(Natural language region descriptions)
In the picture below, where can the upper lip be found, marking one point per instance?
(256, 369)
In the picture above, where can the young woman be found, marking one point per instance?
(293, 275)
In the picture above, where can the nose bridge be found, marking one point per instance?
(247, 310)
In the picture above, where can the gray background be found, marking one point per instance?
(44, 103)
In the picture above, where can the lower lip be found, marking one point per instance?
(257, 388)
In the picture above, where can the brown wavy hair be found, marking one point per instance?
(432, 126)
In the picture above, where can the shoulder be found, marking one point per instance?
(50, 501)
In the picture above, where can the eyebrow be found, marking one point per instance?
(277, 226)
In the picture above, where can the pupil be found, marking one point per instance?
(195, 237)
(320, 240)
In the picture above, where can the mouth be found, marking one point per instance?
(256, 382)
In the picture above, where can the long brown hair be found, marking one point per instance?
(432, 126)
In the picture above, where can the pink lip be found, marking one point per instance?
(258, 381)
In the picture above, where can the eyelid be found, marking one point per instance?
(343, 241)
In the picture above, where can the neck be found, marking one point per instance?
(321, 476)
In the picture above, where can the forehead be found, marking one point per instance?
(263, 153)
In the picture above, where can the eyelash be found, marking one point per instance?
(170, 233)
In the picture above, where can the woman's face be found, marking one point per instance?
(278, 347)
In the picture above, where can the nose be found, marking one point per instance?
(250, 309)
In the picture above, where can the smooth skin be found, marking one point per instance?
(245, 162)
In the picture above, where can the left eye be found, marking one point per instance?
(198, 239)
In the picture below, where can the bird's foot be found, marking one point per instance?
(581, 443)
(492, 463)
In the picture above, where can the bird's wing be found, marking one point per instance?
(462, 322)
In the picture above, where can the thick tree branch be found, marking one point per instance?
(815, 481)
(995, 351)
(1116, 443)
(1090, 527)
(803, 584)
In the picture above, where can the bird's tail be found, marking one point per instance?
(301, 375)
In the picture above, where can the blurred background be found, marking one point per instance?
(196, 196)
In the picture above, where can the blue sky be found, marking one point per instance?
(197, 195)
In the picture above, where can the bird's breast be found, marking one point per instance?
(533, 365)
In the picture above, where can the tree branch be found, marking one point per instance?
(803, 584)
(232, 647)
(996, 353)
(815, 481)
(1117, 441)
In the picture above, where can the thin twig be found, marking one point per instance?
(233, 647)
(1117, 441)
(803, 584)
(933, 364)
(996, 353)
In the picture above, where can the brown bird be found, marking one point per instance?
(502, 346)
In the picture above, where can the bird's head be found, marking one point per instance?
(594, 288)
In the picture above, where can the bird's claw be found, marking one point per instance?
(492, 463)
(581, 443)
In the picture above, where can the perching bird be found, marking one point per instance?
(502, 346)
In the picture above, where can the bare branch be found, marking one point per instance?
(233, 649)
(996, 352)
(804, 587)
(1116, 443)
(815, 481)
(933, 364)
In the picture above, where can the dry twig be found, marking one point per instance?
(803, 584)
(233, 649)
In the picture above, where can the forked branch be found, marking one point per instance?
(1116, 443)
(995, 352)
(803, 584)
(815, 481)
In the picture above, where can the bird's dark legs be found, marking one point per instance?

• What the exercise asks: In the answer, every line above should be retyped exactly.

• The completed task:
In the picture below, where can the upper lip be found, marking one point per instance?
(256, 369)
In the picture above, where can the young woman be found, marking one point per instance?
(293, 275)
In the picture above, where can the nose bridge be found, marking one point per instance?
(247, 310)
In the picture above, where can the gray background be found, marking one point per instance?
(44, 103)
In the picture above, where can the lower lip be found, marking one point per instance?
(257, 388)
In the picture above, where can the brown wavy hair be found, marking one point per instance?
(432, 126)
In the picture above, where can the shoulder be found, marking one point per instance?
(50, 501)
In the picture above, where can the eyebrow be found, marking one point per instance?
(277, 226)
In the picture above, where can the pupil be found, marking one point per instance?
(195, 237)
(320, 240)
In the picture above, where can the mouth be found, marking one point per instance?
(256, 382)
In the picture above, where can the long brown hair be found, marking one point per instance?
(432, 126)
In the picture above, where can the pink lip be found, marking one point per instance?
(258, 381)
In the picture above, where can the eyelid be found, marking one point per instance?
(343, 241)
In the picture above, where can the neck be found, marking one point per instance?
(321, 476)
In the picture above, where can the forehead be found, marking one point per instance?
(263, 153)
In the picture above, where can the eyelash be found, marking one point per instance?
(170, 233)
In the picture above, where can the woman's face be found, marking one point per instance?
(278, 347)
In the picture above, where can the nose be found, marking one point per instance?
(250, 309)
In the picture above, where can the smooth skin be found, marking one point per instance?
(245, 162)
In the picture above, where can the left eye be found, marking one point per instance?
(198, 239)
In the picture below, where can the bird's foot be found, marking one point per instance?
(581, 443)
(492, 463)
In the picture above, where can the bird's wing be found, marking one point per instance?
(462, 322)
In the picture above, where can the thick tree branch be found, marking one point per instance?
(815, 481)
(995, 351)
(1116, 443)
(1090, 527)
(803, 584)
In the picture above, where can the bird's tail be found, marking one point per instance?
(301, 375)
In the picture above, where can the blurred background be found, marking one point per instance?
(196, 196)
In the picture above, where can the blue sky be found, marking one point per instance?
(197, 195)
In the picture above, where can the bird's breast be found, marking one point per instance?
(533, 365)
In the picture above, where can the tree branch be found, marking one point per instance?
(803, 584)
(232, 647)
(996, 353)
(815, 481)
(1117, 441)
In the picture above, where can the thin twig be found, marking one point per instance?
(233, 647)
(1117, 441)
(803, 584)
(933, 364)
(996, 353)
In the picture above, where can the brown bird be found, marking one point per instance?
(502, 346)
In the picture above, where can the bird's head be found, marking one point per instance?
(594, 288)
In the picture above, where can the bird's claw be found, marking one point per instance?
(492, 463)
(581, 443)
In the picture above, where can the perching bird be found, marking one point per instance?
(502, 346)
In the picture above, where can the bare branch be found, marking one point per instance?
(233, 649)
(996, 352)
(804, 587)
(1116, 443)
(815, 481)
(933, 364)
In the picture above, where can the dry twig be found, marking one point per instance?
(803, 584)
(233, 649)
In the picture above, where can the forked branch be found, marking one point per instance?
(1116, 443)
(995, 352)
(803, 584)
(815, 481)
In the picture above, where can the bird's dark legs be found, marking one point per instance?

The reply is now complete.